◆ Written tasks ◆
A: From the document-processing notes, copy the passage that begins with the words containing "Common Operations" and ends with "reader = PdfReader(pdf_file)".
B: According to the document-processing notes, how many related changes should each batch contain?

Batching Strategy: Group related changes into batches of 3-10 changes.
Principle: Minimal, Precise Edits
- Only mark text that actually changes
- Break replacements into: [unchanged text] + [deletion] + [insertion] + [unchanged text]
- Preserve the original run's RSID for unchanged text
Workflow:
- Convert to markdown:
pandoc --track-changes=all path-to-file.docx -o current.md - Identify and group changes (by section, type, or proximity)
- Read
ooxml.mdand unpack document - Implement changes in batches
- Pack:
python ooxml/scripts/pack.py unpacked reviewed-document.docx - Verify:
pandoc --track-changes=all reviewed-document.docx -o verification.md
Converting DOCX to Images
# Convert DOCX to PDF
soffice --headless --convert-to pdf document.docx
# Convert PDF pages to JPEG
pdftoppm -jpeg -r 150 document.pdf page
PDF - Document Processing
Quick Start
from pypdf import PdfReader, PdfWriter
# Read a PDF
reader = PdfReader("document.pdf")
print(f"Pages: {len(reader.pages)}")
# Extract text
text = ""
for page in reader.pages:
text += page.extract_text()
Common Operations
Merge PDFs
from pypdf import PdfWriter, PdfReader
writer = PdfWriter()
for pdf_file in ["doc1.pdf", "doc2.pdf", "doc3.pdf"]:
reader = PdfReader(pdf_file)
for page in reader.pages:
writer.add_page(page)
with open("merged.pdf", "wb") as output:
writer.write(output)
Split PDF
reader = PdfReader("input.pdf")
for i, page in enumerate(reader.pages):
writer = PdfWriter()
writer.add_page(page)
with open(f"page_{i+1}.pdf", "wb") as output:
writer.write(output)
Extract Text with Layout
import pdfplumber
with pdfplumber.open("document.pdf") as pdf:
for page in pdf.pages:
text = page.extract_text()
print(text)
Extract Tables
with pdfplumber.open("document.pdf") as pdf:
for i, page in enumerate(pdf.pages):
tables = page.extract_tables()
for j, table in enumerate(tables):
print(f"Table {j+1} on page {i+1}:")
for row in table:
print(row)
Create PDFs
from reportlab.lib.pagesizes import letter
from reportlab.pdfgen import canvas
c = canvas.Canvas("hello.pdf", pagesize=letter)
width, height = letter
c.drawString(100, height - 100, "Hello World!")
c.save()

◆ Given data ◆
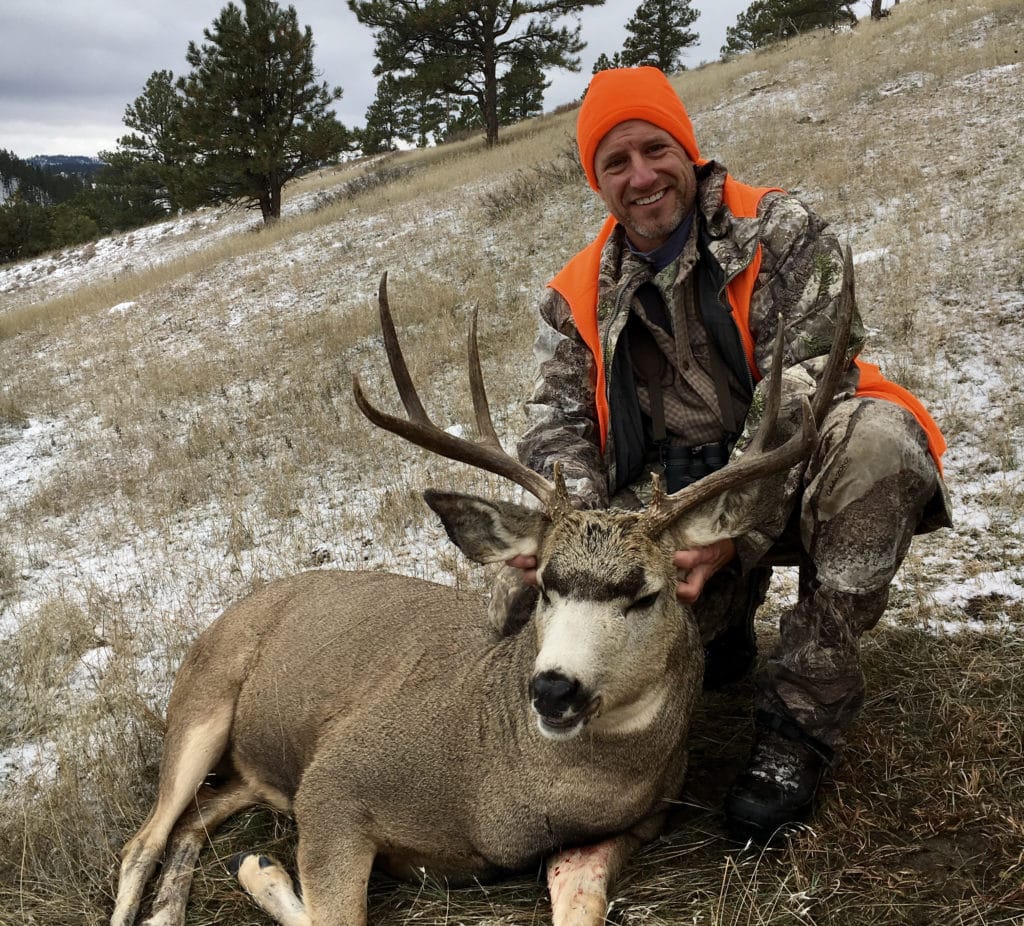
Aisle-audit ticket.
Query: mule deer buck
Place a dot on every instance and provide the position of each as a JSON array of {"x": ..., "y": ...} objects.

◆ Set of answers ◆
A:
Common Operations
Merge PDFs
from pypdf import PdfWriter, PdfReader
writer = PdfWriter()
for pdf_file in ["doc1.pdf", "doc2.pdf", "doc3.pdf"]:
reader = PdfReader(pdf_file)

B: Between 3 and 10 related changes.